**Task goal**:
Copy out the entire README commit diff below word for word, keeping every line and symbol unchanged.

Update

SimonYip22 · SimonYip22 · commit ce86a44438cb · 2025-11-22T00:20:45.000Z
diff --git a/README.md b/README.md
@@ -65,7 +65,7 @@ Although the national standard for deterioration detection, NEWS2 has well-recog
 
 ##
 ### 1.2 Clinical Escalation Context
-### 1.2.1 How NEWS2 Scoring Is Used
+#### 1.2.1 How NEWS2 Scoring Is Used
 NEWS2 scoring bands map directly to clinical monitoring frequency and escalation actions; these operational consequences define the clinical targets we aim to predict:
 
 | NEWS2 Score                      | Clinical Risk | Monitoring Frequency                                  | Clinical Response                                                                 |
@@ -264,22 +264,24 @@ Maintaining both feature sets ensures flexibility and robustness in model select
 ### 4.2 Timestamp-Level Features (for TCN)
 **Purpose:** Capture temporal dynamics for sequential modeling
 
-#### 4.2.1 Imputation Strategy
+#### 4.2.1 Feature Computation
+
+**Imputation Strategy**
 - **Missingness flags:** Binary indicators (1/0) for each vital parameter (value carried forward=1) so models can learn from missing patterns. Before carried-forward so that it is known which values were originally missing.
 - **LOCF (Last Observation Carried Forward) flags:** Propagate previous valid measurement, and create a binary carried-forward flag (binary 1/0). 
 
-#### 4.2.2 Rolling Window Features (1/4/24h)
+**Rolling Window Features (1/4/24h)**
 - **Mean:** Average value
 - **Min/Max:** Range boundaries
 - **Std**: Variability
 - **Slope:** Linear trend coefficient
 - **AUC (Area Under Curve):** Integral of value over time
 
-#### 4.2.3 Other Features
+**Other Features**
 - **Staleness:** Time since last observation (staleness per vital)

**Data shown**:
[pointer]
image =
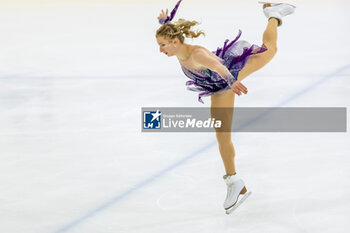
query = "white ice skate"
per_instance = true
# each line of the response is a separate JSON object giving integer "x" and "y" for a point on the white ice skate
{"x": 278, "y": 10}
{"x": 236, "y": 193}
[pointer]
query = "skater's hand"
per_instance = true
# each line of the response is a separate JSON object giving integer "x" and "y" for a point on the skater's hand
{"x": 163, "y": 15}
{"x": 238, "y": 88}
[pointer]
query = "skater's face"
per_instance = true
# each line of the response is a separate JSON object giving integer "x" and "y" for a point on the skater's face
{"x": 167, "y": 46}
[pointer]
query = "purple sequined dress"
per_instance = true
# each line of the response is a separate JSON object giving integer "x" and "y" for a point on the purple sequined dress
{"x": 234, "y": 56}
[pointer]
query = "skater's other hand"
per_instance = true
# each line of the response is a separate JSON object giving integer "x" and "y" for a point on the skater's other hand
{"x": 238, "y": 88}
{"x": 163, "y": 15}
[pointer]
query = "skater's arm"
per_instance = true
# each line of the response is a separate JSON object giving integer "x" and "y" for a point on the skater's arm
{"x": 203, "y": 58}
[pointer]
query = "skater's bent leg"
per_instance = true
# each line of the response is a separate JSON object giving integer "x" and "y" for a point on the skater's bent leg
{"x": 227, "y": 151}
{"x": 257, "y": 61}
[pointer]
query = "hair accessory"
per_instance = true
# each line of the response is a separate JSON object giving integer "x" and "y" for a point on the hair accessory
{"x": 172, "y": 14}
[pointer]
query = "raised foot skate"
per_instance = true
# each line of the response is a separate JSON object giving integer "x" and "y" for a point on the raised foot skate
{"x": 244, "y": 194}
{"x": 277, "y": 10}
{"x": 274, "y": 3}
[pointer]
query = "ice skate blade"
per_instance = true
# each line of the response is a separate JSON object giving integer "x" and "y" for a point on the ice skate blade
{"x": 275, "y": 3}
{"x": 245, "y": 196}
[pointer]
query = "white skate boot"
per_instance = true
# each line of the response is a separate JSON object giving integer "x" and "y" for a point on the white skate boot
{"x": 277, "y": 10}
{"x": 236, "y": 193}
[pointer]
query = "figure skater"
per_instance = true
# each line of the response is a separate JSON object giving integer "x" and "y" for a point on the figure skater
{"x": 219, "y": 74}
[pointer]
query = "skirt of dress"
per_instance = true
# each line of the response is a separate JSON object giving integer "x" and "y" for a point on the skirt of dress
{"x": 234, "y": 55}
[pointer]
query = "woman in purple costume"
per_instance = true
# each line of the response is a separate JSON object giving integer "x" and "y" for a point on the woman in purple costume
{"x": 219, "y": 74}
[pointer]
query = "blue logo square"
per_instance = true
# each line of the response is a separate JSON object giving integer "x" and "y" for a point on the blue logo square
{"x": 152, "y": 119}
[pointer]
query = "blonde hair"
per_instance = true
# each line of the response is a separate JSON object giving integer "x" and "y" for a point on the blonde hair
{"x": 179, "y": 29}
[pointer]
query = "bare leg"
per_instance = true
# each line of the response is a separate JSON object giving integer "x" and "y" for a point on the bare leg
{"x": 257, "y": 61}
{"x": 226, "y": 99}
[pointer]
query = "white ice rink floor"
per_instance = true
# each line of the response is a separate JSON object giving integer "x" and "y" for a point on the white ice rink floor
{"x": 73, "y": 79}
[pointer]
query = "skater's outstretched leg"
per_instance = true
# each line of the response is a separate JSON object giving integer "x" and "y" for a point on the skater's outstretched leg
{"x": 257, "y": 61}
{"x": 274, "y": 12}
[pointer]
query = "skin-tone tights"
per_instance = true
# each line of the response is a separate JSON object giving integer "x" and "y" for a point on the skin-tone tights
{"x": 226, "y": 99}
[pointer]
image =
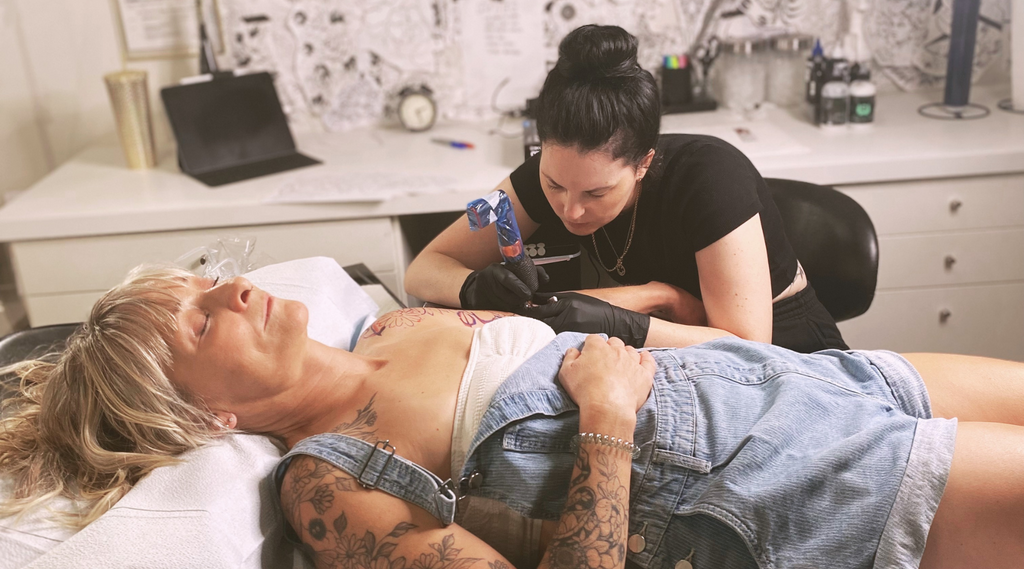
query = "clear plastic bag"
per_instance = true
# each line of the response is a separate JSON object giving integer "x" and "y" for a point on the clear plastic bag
{"x": 227, "y": 257}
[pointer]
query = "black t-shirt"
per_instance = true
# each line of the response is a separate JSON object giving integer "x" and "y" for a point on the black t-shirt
{"x": 698, "y": 189}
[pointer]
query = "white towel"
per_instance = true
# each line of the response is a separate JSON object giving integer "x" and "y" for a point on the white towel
{"x": 216, "y": 509}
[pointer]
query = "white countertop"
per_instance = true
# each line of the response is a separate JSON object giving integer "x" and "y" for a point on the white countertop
{"x": 94, "y": 193}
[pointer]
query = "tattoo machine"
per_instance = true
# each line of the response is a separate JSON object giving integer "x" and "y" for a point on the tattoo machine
{"x": 497, "y": 208}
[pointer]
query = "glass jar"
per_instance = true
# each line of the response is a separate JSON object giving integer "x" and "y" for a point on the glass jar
{"x": 737, "y": 77}
{"x": 787, "y": 70}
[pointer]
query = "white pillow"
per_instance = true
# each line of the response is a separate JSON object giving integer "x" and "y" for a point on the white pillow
{"x": 217, "y": 508}
{"x": 339, "y": 309}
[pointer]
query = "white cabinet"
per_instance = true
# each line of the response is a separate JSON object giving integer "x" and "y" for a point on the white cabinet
{"x": 950, "y": 266}
{"x": 59, "y": 279}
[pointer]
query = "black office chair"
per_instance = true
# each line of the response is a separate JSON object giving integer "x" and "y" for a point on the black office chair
{"x": 835, "y": 241}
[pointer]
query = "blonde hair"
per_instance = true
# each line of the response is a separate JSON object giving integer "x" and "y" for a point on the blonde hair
{"x": 90, "y": 422}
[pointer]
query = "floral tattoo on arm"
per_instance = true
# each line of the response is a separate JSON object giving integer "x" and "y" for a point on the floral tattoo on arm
{"x": 310, "y": 496}
{"x": 592, "y": 530}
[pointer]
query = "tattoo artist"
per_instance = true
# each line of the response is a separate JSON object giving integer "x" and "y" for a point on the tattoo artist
{"x": 684, "y": 223}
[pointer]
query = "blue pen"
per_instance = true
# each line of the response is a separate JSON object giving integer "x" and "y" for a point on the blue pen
{"x": 453, "y": 143}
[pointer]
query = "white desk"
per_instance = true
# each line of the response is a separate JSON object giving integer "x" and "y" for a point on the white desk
{"x": 77, "y": 231}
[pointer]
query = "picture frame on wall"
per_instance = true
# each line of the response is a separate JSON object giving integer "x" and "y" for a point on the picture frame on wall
{"x": 165, "y": 29}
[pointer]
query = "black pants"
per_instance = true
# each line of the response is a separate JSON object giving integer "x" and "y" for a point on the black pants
{"x": 802, "y": 324}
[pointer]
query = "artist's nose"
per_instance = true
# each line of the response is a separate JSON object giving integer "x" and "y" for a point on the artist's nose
{"x": 573, "y": 210}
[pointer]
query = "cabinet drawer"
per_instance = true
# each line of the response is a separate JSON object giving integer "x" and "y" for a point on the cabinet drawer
{"x": 942, "y": 205}
{"x": 978, "y": 320}
{"x": 950, "y": 259}
{"x": 60, "y": 309}
{"x": 87, "y": 264}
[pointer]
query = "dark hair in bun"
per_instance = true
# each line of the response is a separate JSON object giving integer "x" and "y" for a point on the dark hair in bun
{"x": 598, "y": 97}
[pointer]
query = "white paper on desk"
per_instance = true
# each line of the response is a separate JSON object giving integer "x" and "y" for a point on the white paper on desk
{"x": 502, "y": 41}
{"x": 754, "y": 139}
{"x": 357, "y": 186}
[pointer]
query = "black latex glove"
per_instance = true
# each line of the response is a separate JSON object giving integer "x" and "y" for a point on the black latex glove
{"x": 576, "y": 312}
{"x": 496, "y": 288}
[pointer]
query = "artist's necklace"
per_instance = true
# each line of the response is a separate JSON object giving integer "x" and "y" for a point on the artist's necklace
{"x": 619, "y": 266}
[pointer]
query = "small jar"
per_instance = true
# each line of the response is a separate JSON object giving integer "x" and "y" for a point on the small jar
{"x": 787, "y": 70}
{"x": 738, "y": 74}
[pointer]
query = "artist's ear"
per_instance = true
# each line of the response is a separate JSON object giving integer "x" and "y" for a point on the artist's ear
{"x": 226, "y": 420}
{"x": 645, "y": 165}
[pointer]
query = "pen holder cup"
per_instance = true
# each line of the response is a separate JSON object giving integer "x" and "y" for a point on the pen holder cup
{"x": 676, "y": 87}
{"x": 130, "y": 98}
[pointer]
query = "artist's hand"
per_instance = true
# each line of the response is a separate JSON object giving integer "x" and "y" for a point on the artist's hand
{"x": 607, "y": 374}
{"x": 576, "y": 312}
{"x": 678, "y": 306}
{"x": 495, "y": 288}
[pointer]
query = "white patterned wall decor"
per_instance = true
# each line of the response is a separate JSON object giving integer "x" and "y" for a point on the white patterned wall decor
{"x": 339, "y": 63}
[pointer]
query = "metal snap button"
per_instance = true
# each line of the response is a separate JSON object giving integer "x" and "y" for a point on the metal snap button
{"x": 685, "y": 563}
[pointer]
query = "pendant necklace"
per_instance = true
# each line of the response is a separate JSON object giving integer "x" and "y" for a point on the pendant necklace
{"x": 619, "y": 266}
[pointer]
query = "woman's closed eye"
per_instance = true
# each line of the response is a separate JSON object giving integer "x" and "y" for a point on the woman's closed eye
{"x": 206, "y": 314}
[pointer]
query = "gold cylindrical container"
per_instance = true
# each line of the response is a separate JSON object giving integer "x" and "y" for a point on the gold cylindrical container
{"x": 130, "y": 97}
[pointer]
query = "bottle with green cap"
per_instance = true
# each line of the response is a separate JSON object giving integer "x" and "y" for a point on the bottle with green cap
{"x": 861, "y": 97}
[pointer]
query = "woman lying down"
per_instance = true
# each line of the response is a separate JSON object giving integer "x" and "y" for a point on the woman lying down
{"x": 564, "y": 450}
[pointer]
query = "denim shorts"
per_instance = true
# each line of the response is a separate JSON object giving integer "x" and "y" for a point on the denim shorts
{"x": 785, "y": 460}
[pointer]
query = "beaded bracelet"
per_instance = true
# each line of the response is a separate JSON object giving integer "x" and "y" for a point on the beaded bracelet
{"x": 612, "y": 442}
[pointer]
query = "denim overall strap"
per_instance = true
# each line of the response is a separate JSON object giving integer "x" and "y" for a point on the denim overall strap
{"x": 377, "y": 466}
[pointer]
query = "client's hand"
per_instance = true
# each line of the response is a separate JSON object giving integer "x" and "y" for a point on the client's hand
{"x": 608, "y": 375}
{"x": 576, "y": 312}
{"x": 495, "y": 288}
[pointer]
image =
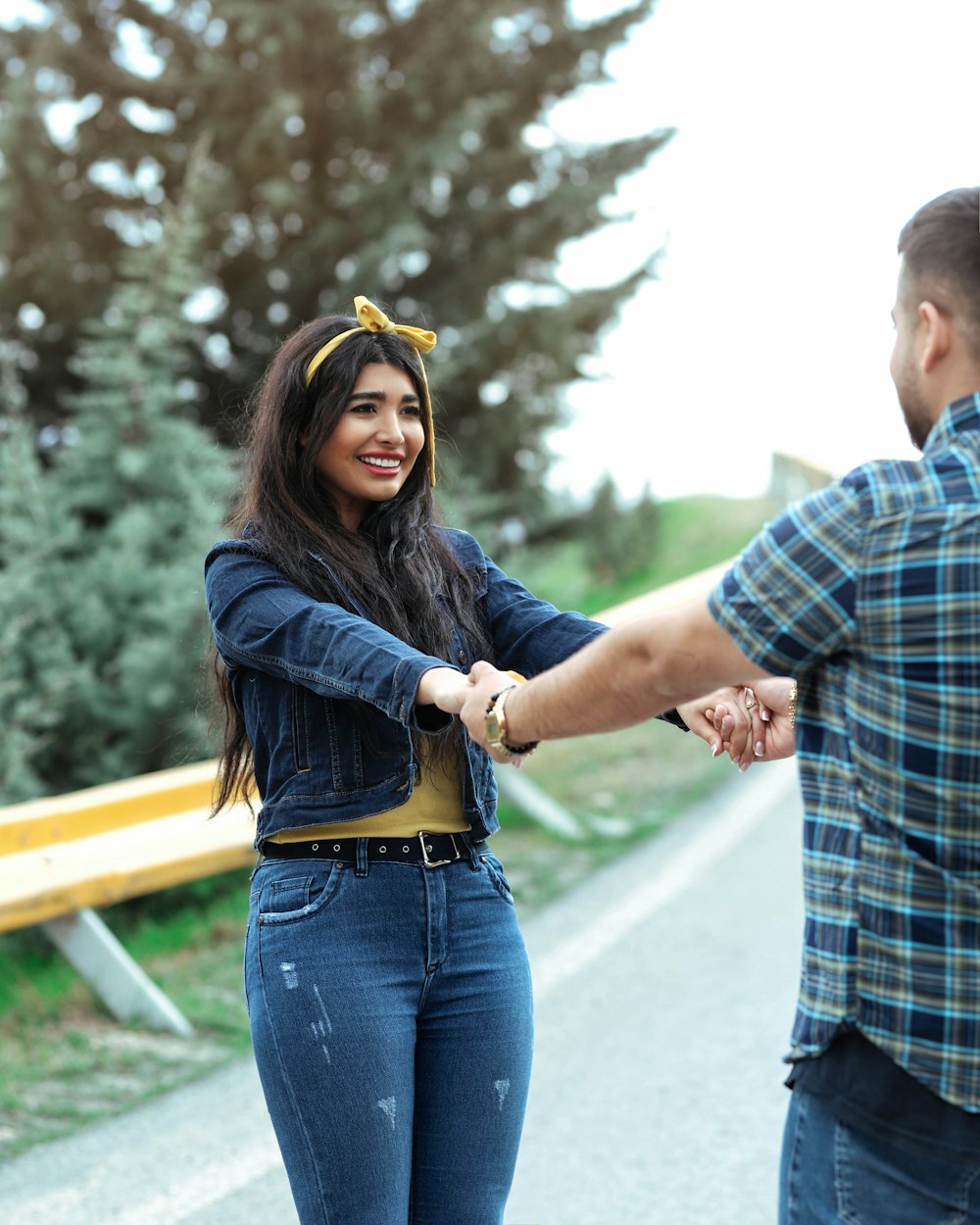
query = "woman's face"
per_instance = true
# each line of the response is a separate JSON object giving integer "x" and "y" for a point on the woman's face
{"x": 375, "y": 445}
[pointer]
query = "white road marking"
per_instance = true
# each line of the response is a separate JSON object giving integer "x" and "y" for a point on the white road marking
{"x": 731, "y": 822}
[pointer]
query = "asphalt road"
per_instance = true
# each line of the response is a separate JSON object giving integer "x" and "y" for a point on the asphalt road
{"x": 664, "y": 990}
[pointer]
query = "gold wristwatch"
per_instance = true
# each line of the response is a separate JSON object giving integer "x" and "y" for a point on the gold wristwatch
{"x": 496, "y": 726}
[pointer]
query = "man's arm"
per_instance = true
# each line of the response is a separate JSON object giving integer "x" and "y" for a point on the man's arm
{"x": 633, "y": 672}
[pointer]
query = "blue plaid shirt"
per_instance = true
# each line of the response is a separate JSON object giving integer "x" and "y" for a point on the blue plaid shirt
{"x": 868, "y": 593}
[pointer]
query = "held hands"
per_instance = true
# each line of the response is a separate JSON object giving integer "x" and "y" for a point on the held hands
{"x": 750, "y": 723}
{"x": 468, "y": 697}
{"x": 444, "y": 687}
{"x": 731, "y": 720}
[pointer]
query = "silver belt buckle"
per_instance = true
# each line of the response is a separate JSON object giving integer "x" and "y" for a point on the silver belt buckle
{"x": 435, "y": 862}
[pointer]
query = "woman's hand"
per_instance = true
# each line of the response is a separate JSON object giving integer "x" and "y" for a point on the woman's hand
{"x": 444, "y": 687}
{"x": 731, "y": 720}
{"x": 779, "y": 696}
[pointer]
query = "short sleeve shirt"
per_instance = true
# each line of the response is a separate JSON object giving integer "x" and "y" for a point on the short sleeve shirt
{"x": 868, "y": 593}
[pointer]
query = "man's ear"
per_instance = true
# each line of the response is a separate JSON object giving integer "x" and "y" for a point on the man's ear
{"x": 937, "y": 336}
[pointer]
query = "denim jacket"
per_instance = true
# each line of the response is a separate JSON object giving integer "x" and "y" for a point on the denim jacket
{"x": 297, "y": 665}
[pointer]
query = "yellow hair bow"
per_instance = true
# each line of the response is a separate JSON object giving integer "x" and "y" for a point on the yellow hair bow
{"x": 372, "y": 318}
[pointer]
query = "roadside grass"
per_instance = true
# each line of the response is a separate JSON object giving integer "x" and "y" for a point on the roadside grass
{"x": 64, "y": 1062}
{"x": 694, "y": 533}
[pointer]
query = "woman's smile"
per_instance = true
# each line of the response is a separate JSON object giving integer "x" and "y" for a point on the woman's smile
{"x": 375, "y": 445}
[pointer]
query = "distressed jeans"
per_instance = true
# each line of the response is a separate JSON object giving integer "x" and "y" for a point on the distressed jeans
{"x": 834, "y": 1174}
{"x": 391, "y": 1019}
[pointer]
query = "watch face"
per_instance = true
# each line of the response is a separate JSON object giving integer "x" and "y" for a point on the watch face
{"x": 494, "y": 729}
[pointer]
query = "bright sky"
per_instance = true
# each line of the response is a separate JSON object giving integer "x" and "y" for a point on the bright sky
{"x": 808, "y": 135}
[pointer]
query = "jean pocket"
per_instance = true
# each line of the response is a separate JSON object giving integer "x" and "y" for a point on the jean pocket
{"x": 298, "y": 897}
{"x": 495, "y": 871}
{"x": 877, "y": 1181}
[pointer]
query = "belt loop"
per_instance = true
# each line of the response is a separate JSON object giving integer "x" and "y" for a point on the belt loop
{"x": 474, "y": 858}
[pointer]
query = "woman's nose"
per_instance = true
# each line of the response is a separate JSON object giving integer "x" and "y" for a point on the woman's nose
{"x": 390, "y": 426}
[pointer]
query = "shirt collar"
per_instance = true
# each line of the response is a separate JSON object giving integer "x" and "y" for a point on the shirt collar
{"x": 960, "y": 416}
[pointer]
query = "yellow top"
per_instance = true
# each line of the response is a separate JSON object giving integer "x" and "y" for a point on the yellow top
{"x": 435, "y": 805}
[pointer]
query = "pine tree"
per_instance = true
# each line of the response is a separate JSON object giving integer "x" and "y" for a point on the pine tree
{"x": 146, "y": 489}
{"x": 381, "y": 147}
{"x": 39, "y": 667}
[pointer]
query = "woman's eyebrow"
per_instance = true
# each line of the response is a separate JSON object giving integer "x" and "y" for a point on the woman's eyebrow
{"x": 380, "y": 395}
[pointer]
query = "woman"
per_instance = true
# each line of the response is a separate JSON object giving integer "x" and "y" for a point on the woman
{"x": 386, "y": 978}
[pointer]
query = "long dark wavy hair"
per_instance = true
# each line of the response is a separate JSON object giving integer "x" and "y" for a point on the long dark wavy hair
{"x": 395, "y": 566}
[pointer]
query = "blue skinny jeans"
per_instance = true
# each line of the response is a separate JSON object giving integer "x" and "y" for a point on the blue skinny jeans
{"x": 391, "y": 1019}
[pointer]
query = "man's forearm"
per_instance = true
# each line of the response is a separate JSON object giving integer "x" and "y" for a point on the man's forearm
{"x": 630, "y": 674}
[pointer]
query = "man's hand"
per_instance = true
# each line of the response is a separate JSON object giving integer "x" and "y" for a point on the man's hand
{"x": 731, "y": 720}
{"x": 484, "y": 681}
{"x": 444, "y": 687}
{"x": 780, "y": 734}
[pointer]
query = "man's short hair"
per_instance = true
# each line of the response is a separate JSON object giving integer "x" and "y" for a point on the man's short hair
{"x": 941, "y": 249}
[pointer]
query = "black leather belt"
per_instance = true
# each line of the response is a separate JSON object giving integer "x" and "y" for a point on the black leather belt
{"x": 431, "y": 851}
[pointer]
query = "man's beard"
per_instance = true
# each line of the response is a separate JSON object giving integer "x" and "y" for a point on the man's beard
{"x": 914, "y": 410}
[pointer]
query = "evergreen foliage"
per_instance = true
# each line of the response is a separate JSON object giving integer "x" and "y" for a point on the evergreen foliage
{"x": 387, "y": 147}
{"x": 101, "y": 552}
{"x": 620, "y": 542}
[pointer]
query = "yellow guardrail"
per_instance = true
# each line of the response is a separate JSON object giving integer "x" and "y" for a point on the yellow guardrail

**Result for this exercise**:
Update

SimonYip22 · SimonYip22 · commit ce86a44438cb · 2025-11-22T00:20:45.000Z
diff --git a/README.md b/README.md
@@ -65,7 +65,7 @@ Although the national standard for deterioration detection, NEWS2 has well-recog
 
 ##
 ### 1.2 Clinical Escalation Context
-### 1.2.1 How NEWS2 Scoring Is Used
+#### 1.2.1 How NEWS2 Scoring Is Used
 NEWS2 scoring bands map directly to clinical monitoring frequency and escalation actions; these operational consequences define the clinical targets we aim to predict:
 
 | NEWS2 Score                      | Clinical Risk | Monitoring Frequency                                  | Clinical Response                                                                 |
@@ -264,22 +264,24 @@ Maintaining both feature sets ensures flexibility and robustness in model select
 ### 4.2 Timestamp-Level Features (for TCN)
 **Purpose:** Capture temporal dynamics for sequential modeling
 
-#### 4.2.1 Imputation Strategy
+#### 4.2.1 Feature Computation
+
+**Imputation Strategy**
 - **Missingness flags:** Binary indicators (1/0) for each vital parameter (value carried forward=1) so models can learn from missing patterns. Before carried-forward so that it is known which values were originally missing.
 - **LOCF (Last Observation Carried Forward) flags:** Propagate previous valid measurement, and create a binary carried-forward flag (binary 1/0). 
 
-#### 4.2.2 Rolling Window Features (1/4/24h)
+**Rolling Window Features (1/4/24h)**
 - **Mean:** Average value
 - **Min/Max:** Range boundaries
 - **Std**: Variability
 - **Slope:** Linear trend coefficient
 - **AUC (Area Under Curve):** Integral of value over time
 
-#### 4.2.3 Other Features
+**Other Features**
 - **Staleness:** Time since last observation (staleness per vital)